Isn't it odd that not one of us submitted a recipe for a noodles pancake? I wanted to do a Chinese noodle cake but because 52 had some technical system glitches, i had to re-enter a number of recipes, so i didn't have time. But it's surprising, yes? I am thinking that perhaps 52 does not have many Chinese members? (Of course it's also possible that Chinese members wanted to focus on other recipes for this contest.)

asked by LE BEC FIN over 2 years ago
37 answers 1383 views
Photo_squirrel
added over 2 years ago

Different topic slightly, but as long as I was at it, i just counted up the entries: only 12 of the 178 recipe entries in the pancakes contest- have poultry, meat or seafood ingredients!(not counting eggs)

Cristina-014-web-final
added over 2 years ago

Ha, I am responsible for three of those!

Smokin_tokyo
added over 2 years ago

I wasn't sure what qualified as a pancake. Does gyoza, harumaki, dim sum, wonton, count? I could have added a lot here but thought maybe eggs for pancakes was a requirement/

Dsc_0122.nef-1
added over 2 years ago

If eggs were a requirement in pancakes, then all the Indian recipes would be left out.. Which may still end up happening but not because of the egg factor.. Wontons, I thought were clubbed in the dumpling category..Should be interesting to analyze how the winners & the CP selections are made...

Photo_squirrel
added over 2 years ago

well i don't think ggyoza or wontons count- they are dumplings(wrapped, or poached/fried/baked in the case of European dumplings) but shrimp pancakes with taro stix crust- could be a pancake (flat/round/fried) and that is a dimsum item. Lots of pancakes don't require eggs in their batters(see all the Indian recipes in this contest) but they seem to be made in a pan and to be round, generally. does that make sense?

Smokin_tokyo
added over 2 years ago

I still think they might had counted after all. Saffranspannkaka is a pudding isn't it? So if the categories can get bent in that direction, then flat/round/fried isn't (wasn't) the criterion.

Gator_cake
hardlikearmour

hardlikearmour is a trusted home cook.

added over 2 years ago

I was working on a soba noodle pancake, but just didn't get the kinks worked out in time.

Photo_squirrel
added over 2 years ago

that's so funny you would say soba, because i had in mind 2 types- soba noodles pancakes are in Stan Frankenthaller's Occidental Tourist (genuflect, genuflect), and chinese egg noodles (Barbara Tropp's Mastering the Art of Chinese Cooking; another genuflect, genuflect) so they were to be my springboards.

mrsl, basically you cook noodles to al dente and press them into a small bottomed hot oil pan with a weight, flip and brown other side. incorporate things into the noodles themselves or do a topping for the noodles cake. the italians, iirc, do that cooked pasta tossed with egg- as the 'shell' that is filled- on that domed dish that was featured in the film Big Night. Just can't think of the name of the dish. Not a pancake though, rather a domed casserole, baked.
Hmmm, i just visualized an Italian Easter egg made of 2 of those domed dishes put together!! Cut it open and out flow the goodles!! I want an oozy carbonara filling in mine, please!

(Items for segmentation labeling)
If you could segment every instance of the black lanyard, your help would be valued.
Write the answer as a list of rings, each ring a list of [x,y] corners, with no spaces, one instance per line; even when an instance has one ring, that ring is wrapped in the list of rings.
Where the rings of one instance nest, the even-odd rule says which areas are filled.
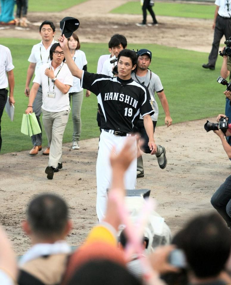
[[[40,46],[40,57],[41,58],[41,61],[42,61],[42,64],[43,64],[43,59],[42,58],[42,53],[41,52],[41,46]],[[48,61],[49,61],[49,58],[50,57],[50,56],[48,56],[48,58],[47,58],[47,63],[48,63]]]
[[[63,65],[64,64],[63,63]],[[56,74],[56,75],[54,75],[54,77],[56,77],[57,76],[58,76],[58,74],[59,74],[59,72],[61,70],[61,68],[62,68],[63,67],[63,65],[62,65],[62,66],[61,66],[61,67],[60,68],[60,70],[59,70],[59,71],[58,72],[58,73],[57,74]],[[49,70],[50,70],[50,66],[49,66]],[[47,76],[47,78],[48,78],[48,87],[49,87],[49,91],[50,91],[50,82],[49,82],[49,77],[48,76]],[[54,91],[54,85],[53,85],[53,91]]]
[[[147,88],[148,88],[148,89],[149,86],[149,84],[150,84],[150,82],[151,82],[151,78],[152,78],[152,71],[151,71],[150,69],[149,69],[149,70],[150,71],[150,80],[149,80],[149,84],[148,84],[148,86],[147,86]],[[138,79],[137,78],[137,77],[136,77],[136,75],[135,74],[135,78],[136,78],[136,79],[137,80],[137,81],[138,81],[138,82],[139,83],[140,83],[141,84],[142,84],[143,83],[142,83],[140,81],[140,80],[139,80],[139,79]]]

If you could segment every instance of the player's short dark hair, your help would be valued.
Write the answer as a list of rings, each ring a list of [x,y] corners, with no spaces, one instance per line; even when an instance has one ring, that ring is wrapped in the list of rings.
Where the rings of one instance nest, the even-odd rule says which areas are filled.
[[[193,219],[174,239],[196,277],[216,277],[224,269],[231,248],[231,232],[216,213]]]
[[[68,285],[141,285],[121,265],[107,260],[92,260],[76,270]]]
[[[43,27],[43,26],[44,25],[49,25],[51,26],[51,28],[52,29],[53,32],[54,32],[55,31],[55,26],[54,24],[54,23],[53,22],[51,22],[50,21],[47,21],[46,20],[46,21],[44,21],[43,23],[41,24],[39,27],[39,31],[41,31],[41,30],[42,29],[42,28]]]
[[[72,36],[73,37],[74,39],[75,39],[76,41],[77,41],[78,42],[78,43],[77,44],[77,46],[76,47],[76,50],[79,50],[80,48],[80,43],[79,42],[79,37],[76,34],[75,34],[74,33],[73,33],[73,34],[72,35]],[[70,40],[70,39],[71,38],[71,37],[68,38],[67,39],[69,41]]]
[[[127,244],[128,239],[127,235],[124,229],[123,229],[120,233],[118,239],[119,241],[121,244],[121,245],[122,246],[123,248],[125,248]],[[149,240],[148,238],[145,237],[144,235],[143,237],[143,242],[144,243],[144,242],[146,242],[146,248],[148,246],[149,241]]]
[[[50,58],[51,60],[52,60],[53,59],[53,53],[55,50],[55,49],[57,47],[60,47],[60,45],[59,42],[55,42],[52,45],[51,47],[51,48],[50,49]],[[61,47],[60,47],[61,48]],[[65,58],[64,57],[63,58],[63,61],[64,62],[65,61]]]
[[[121,44],[124,48],[125,48],[127,45],[127,39],[123,35],[116,34],[111,38],[108,43],[108,48],[112,48],[114,47],[117,47]]]
[[[121,56],[126,56],[126,57],[130,58],[132,62],[132,66],[136,64],[137,62],[137,56],[134,50],[131,50],[127,49],[121,50],[118,55],[118,61]]]
[[[39,195],[30,202],[27,220],[33,232],[43,236],[62,233],[68,219],[67,205],[54,194]]]

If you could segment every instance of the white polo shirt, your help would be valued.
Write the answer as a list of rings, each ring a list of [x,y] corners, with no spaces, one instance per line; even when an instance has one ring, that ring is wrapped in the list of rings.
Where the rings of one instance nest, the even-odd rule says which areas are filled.
[[[229,9],[228,9],[228,4]],[[215,4],[219,6],[218,14],[222,17],[231,18],[231,0],[216,0]]]
[[[34,83],[38,83],[42,85],[43,92],[42,108],[49,112],[60,112],[65,110],[69,110],[70,109],[69,92],[66,94],[62,93],[51,82],[51,79],[45,75],[44,73],[46,69],[50,67],[54,71],[55,76],[60,82],[71,86],[73,84],[73,76],[65,63],[62,62],[54,70],[54,67],[51,65],[51,62],[40,66],[33,81]],[[51,92],[54,91],[55,93],[54,98],[47,96],[47,92],[49,90]]]
[[[7,88],[8,80],[7,72],[14,68],[10,51],[8,48],[0,45],[0,89]]]
[[[112,68],[113,66],[117,65],[117,62],[116,62],[114,63],[111,63],[110,61],[113,59],[116,58],[116,56],[114,56],[110,58],[108,58],[104,62],[103,66],[103,68],[101,72],[102,74],[104,74],[111,77],[114,77],[114,75],[112,73]]]
[[[98,64],[97,64],[97,71],[96,73],[98,74],[102,74],[102,70],[103,69],[103,66],[105,61],[109,58],[111,58],[111,54],[104,54],[101,56],[98,61]]]
[[[38,69],[43,64],[50,62],[50,50],[52,46],[55,42],[58,42],[54,39],[50,46],[47,50],[43,44],[43,41],[33,46],[31,50],[30,55],[28,59],[28,61],[32,63],[36,63],[36,66],[35,70],[35,74],[36,75]]]
[[[75,54],[72,58],[75,62],[75,63],[79,69],[82,69],[83,66],[88,64],[85,54],[83,51],[79,50],[75,51]],[[80,87],[80,79],[75,76],[73,76],[73,87],[70,88],[69,93],[72,92],[80,92],[82,90],[83,88]]]

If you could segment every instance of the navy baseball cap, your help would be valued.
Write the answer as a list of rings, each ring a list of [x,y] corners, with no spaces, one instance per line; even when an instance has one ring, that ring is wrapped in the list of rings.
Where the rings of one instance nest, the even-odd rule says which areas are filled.
[[[79,21],[72,17],[65,17],[60,21],[60,30],[62,36],[70,38],[73,32],[79,26]]]
[[[137,52],[137,56],[142,56],[143,54],[147,54],[150,58],[150,59],[152,59],[152,52],[149,50],[146,50],[146,48],[142,48],[140,50]]]

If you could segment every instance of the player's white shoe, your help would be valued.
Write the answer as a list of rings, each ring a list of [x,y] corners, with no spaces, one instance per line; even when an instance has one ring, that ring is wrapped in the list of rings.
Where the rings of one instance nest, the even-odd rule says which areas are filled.
[[[72,149],[79,149],[79,148],[78,142],[72,142]]]

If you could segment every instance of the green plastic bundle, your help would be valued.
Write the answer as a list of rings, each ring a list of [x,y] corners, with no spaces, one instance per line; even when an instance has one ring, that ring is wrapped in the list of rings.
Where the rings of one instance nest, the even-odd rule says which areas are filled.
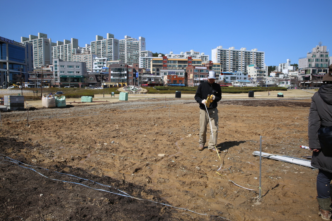
[[[128,101],[128,93],[120,92],[119,95],[119,101]]]
[[[81,102],[92,102],[92,97],[89,96],[83,96],[81,97]]]

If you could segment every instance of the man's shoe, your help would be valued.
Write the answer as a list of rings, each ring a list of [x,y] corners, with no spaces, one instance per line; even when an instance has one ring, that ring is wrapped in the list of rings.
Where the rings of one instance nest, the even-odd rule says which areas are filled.
[[[213,147],[212,149],[210,149],[209,151],[214,153],[217,153],[217,151],[218,151],[218,153],[220,153],[220,151],[218,149],[216,149],[215,147]]]
[[[320,199],[317,197],[317,201],[319,205],[319,212],[318,214],[324,220],[330,220],[331,209],[330,198]]]
[[[319,209],[319,212],[318,213],[318,214],[324,220],[330,220],[331,219],[331,212],[329,210]]]
[[[198,150],[202,151],[204,149],[204,145],[199,145],[198,146]]]

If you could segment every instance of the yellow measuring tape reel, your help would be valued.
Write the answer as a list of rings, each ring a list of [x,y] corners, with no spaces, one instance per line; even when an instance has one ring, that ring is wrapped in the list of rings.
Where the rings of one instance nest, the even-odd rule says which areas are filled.
[[[213,96],[213,95],[208,95],[208,98],[207,99],[207,101],[205,102],[205,105],[208,108],[209,108],[210,107],[210,104],[213,102],[213,100],[212,100],[212,97]]]

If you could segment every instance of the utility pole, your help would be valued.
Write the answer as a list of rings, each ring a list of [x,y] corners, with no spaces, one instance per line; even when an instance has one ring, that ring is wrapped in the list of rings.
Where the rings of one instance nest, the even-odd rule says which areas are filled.
[[[43,66],[42,65],[42,81],[41,82],[41,97],[42,97],[42,68]]]
[[[22,67],[20,68],[20,71],[21,72],[21,95],[23,95],[23,86],[22,86]]]

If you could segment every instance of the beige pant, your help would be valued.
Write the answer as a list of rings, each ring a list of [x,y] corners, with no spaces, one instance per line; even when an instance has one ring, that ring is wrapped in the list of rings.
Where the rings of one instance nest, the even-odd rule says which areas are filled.
[[[214,145],[217,145],[217,138],[218,136],[218,110],[216,108],[208,109],[208,114],[211,119],[211,123],[212,125],[212,134],[210,135],[208,148],[210,150],[214,148]],[[209,119],[206,110],[200,109],[200,140],[198,143],[200,145],[204,145],[207,142],[207,131],[208,127],[210,128]]]

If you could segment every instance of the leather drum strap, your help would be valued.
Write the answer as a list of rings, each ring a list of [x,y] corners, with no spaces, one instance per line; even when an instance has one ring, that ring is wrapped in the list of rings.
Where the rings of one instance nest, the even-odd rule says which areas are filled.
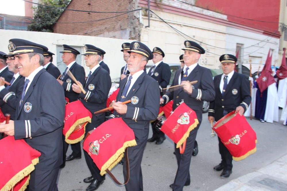
[[[125,181],[125,182],[123,184],[122,184],[119,182],[118,180],[116,178],[116,177],[115,177],[112,173],[110,172],[110,170],[108,169],[107,169],[106,170],[106,172],[107,173],[110,175],[111,178],[112,178],[112,179],[115,182],[119,184],[119,185],[124,185],[125,184],[128,182],[129,182],[129,159],[127,157],[127,147],[126,148],[125,151],[125,159],[126,160],[126,168],[127,170],[127,177],[126,177]]]
[[[179,146],[179,152],[181,154],[183,154],[184,153],[184,151],[185,150],[185,145],[186,144],[186,140],[183,142],[183,143],[182,144],[182,147],[181,147],[181,145]]]

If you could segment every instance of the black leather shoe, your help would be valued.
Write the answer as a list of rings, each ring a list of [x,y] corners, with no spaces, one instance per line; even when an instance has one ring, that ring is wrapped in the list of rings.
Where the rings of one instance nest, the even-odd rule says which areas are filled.
[[[193,148],[193,150],[192,151],[192,155],[196,156],[198,154],[198,146]]]
[[[228,178],[232,173],[232,171],[231,170],[224,170],[221,173],[220,177],[224,178]]]
[[[156,141],[156,144],[157,145],[160,145],[163,143],[163,141],[165,140],[166,138],[165,138],[165,137],[160,137],[158,139],[158,140]]]
[[[150,138],[148,139],[148,142],[150,143],[152,143],[152,142],[154,142],[156,141],[157,141],[157,140],[158,138],[157,138],[152,137],[151,138]]]
[[[124,162],[122,160],[119,162],[119,164],[120,165],[124,165]]]
[[[223,166],[220,164],[213,167],[213,170],[217,171],[220,171],[223,170]]]
[[[190,185],[190,182],[189,182],[189,183],[187,183],[186,182],[185,182],[185,184],[184,184],[184,186],[189,186]],[[171,184],[169,185],[169,187],[171,188],[172,188],[172,187],[173,186],[173,184]]]
[[[90,183],[94,181],[94,177],[90,176],[84,179],[84,182],[86,183]]]
[[[98,180],[95,180],[91,183],[88,187],[86,189],[86,191],[92,191],[92,190],[95,190],[98,189],[100,185],[104,183],[104,179],[103,179],[102,180],[99,181]]]
[[[72,155],[70,155],[70,156],[66,157],[66,161],[69,161],[71,160],[73,160],[74,159],[79,159],[82,157],[80,156],[79,157],[76,157]]]

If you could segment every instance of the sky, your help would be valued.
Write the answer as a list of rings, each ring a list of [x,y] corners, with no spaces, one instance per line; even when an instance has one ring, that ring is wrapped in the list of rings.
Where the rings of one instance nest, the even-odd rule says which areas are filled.
[[[25,16],[24,3],[22,0],[0,0],[0,13]]]

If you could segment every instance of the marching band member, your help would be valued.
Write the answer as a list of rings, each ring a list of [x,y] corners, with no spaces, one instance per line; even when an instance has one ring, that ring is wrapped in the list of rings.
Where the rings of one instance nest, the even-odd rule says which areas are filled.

**Requirements:** Continue the forum discussion about noodle pancakes from the point where it stops.

**Response to the task:**
best,
mindy

Mrs._larkin_370
mrslarkin

Mrs. Larkin is a trusted source on Baking.

added over 2 years ago

what's a noodle pancake? LBF, submit yours anyway. I am very curious!

Photo_squirrel
added over 2 years ago

yes, cristina, i guess we think alike- 4 of my 11 (OMG) are amongst those 12 as well!
yours in savory pancakeness!,
mindy

Farmer's_market
added over 2 years ago

LBF, I think the dish you're thinking of from Big Night is a Timpano. But its shell isn't made of pasta/egg - rather, it's a pastry crust enclosing pasta, meats and/or meatballs, cheeses, eggs, etc. (Timpano = drum in Italian, which its shape sort of resembles.) I remember an interview with Stanley Tucci, where he said the one in the movie is from his own family's recipe. Intriguing dish, but definitely not pancake-related.

However, I sometimes make a big 'pancake' of pasta (usually spaghetti) bound with beaten eggs, to use up scraps of vegetables, cheeses and such from the fridge. Sort of a frittata crossed with a pancake crossed with no time to get to the grocery store before dinner.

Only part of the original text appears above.